• [What to do] Can the data below be echoed back word for word?

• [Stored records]
• • • •

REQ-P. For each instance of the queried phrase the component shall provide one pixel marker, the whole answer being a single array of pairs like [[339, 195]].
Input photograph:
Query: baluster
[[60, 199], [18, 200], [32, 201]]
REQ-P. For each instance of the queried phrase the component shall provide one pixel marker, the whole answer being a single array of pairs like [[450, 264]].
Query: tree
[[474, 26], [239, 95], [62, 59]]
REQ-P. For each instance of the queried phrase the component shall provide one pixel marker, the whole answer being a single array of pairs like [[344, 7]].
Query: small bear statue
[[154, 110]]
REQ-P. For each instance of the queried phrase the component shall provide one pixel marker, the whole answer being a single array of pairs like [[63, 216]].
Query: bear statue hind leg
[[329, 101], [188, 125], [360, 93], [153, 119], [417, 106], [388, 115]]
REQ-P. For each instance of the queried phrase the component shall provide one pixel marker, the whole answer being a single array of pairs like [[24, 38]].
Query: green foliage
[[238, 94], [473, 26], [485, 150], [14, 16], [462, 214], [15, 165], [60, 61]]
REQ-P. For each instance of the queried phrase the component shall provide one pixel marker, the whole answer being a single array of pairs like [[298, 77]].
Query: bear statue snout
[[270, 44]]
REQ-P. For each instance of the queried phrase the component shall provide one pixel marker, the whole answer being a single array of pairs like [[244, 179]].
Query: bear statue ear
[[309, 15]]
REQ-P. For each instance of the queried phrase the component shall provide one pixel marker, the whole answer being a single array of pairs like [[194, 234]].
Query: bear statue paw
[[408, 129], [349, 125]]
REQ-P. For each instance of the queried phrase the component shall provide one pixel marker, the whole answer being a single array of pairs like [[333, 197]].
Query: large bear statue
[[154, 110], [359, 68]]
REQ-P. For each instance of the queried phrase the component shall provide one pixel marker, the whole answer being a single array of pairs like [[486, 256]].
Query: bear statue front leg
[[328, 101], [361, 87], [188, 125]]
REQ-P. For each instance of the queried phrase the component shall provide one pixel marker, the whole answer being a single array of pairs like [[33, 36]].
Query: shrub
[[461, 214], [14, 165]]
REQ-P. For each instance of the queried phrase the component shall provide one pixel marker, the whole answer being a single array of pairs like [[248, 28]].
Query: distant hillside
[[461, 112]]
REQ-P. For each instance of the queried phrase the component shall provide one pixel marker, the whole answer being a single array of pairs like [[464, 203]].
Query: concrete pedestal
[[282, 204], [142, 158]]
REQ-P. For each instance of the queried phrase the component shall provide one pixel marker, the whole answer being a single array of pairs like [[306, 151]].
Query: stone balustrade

• • • •

• [Written solution]
REQ-P. For each instance of the queried phrase the component shall provide one pixel marker, the whole answer being a single array of pairs like [[339, 195]].
Input photograph:
Query: baluster
[[60, 199], [18, 200], [32, 201]]
REQ-P. For each instance of the queried phrase the component shall provide one pixel marker, the whole answer being a single array of pairs like [[450, 264]].
Query: tree
[[474, 26], [239, 95], [62, 59]]
REQ-P. For each instance of the queried phrase the component shall provide one pixel marker, the whole answer being a single array of pairs like [[344, 7]].
Query: small bear statue
[[154, 110]]
REQ-P. For each instance of the queried phrase the component shall provide one pixel marker, the whole answer being a single array of pairs like [[63, 216]].
Query: bear statue hind leg
[[329, 101], [188, 125], [360, 93], [153, 119], [417, 106], [388, 115]]
REQ-P. For each instance of the queried phrase the component shall provide one pixel marker, the whole answer being a single array of pairs like [[24, 38]].
Query: green foliage
[[238, 94], [473, 26], [485, 150], [14, 16], [462, 214], [15, 165], [60, 61]]
REQ-P. For each instance of the queried phrase the component shall provide one pixel marker, the whole answer being a single array of pairs like [[298, 77]].
Query: bear statue snout
[[270, 44]]
REQ-P. For each instance of the queried phrase the component shall provide one pixel marker, the whole answer being a single array of pairs like [[244, 179]].
Query: bear statue ear
[[309, 15]]
REQ-P. For each instance of the queried phrase the component shall provide one pixel marker, the whole answer being a single array of pairs like [[194, 234]].
Query: bear statue paw
[[408, 129], [349, 125]]
REQ-P. For each instance of the queried phrase the component shall provide one pixel marker, the whole answer being a single array of pairs like [[333, 197]].
Query: large bear statue
[[154, 110], [359, 68]]
REQ-P. For each instance of the queried phrase the component shall provide one pixel marker, the whole answer being a single array of pairs like [[486, 256]].
Query: bear statue front leg
[[328, 101], [361, 87], [188, 125]]
REQ-P. For each instance of the queried phrase the component shall provide one pixel marker, the whole answer being a single array of pairs like [[33, 36]].
Query: shrub
[[461, 214], [14, 165]]
REQ-P. For each instance of the queried phrase the component shall provide one pixel marker, the whole answer being a single array of pairs like [[248, 28]].
Query: distant hillside
[[461, 112]]
REQ-P. For each instance of the queried phrase the component shall provide one pixel marker, the whole answer being a single array of pairs like [[464, 203]].
Query: concrete pedestal
[[282, 204], [142, 158]]
REQ-P. For each instance of the queried phrase the component shall provide one pixel marker, the whole answer being a single array of pairs like [[306, 151]].
Query: stone balustrade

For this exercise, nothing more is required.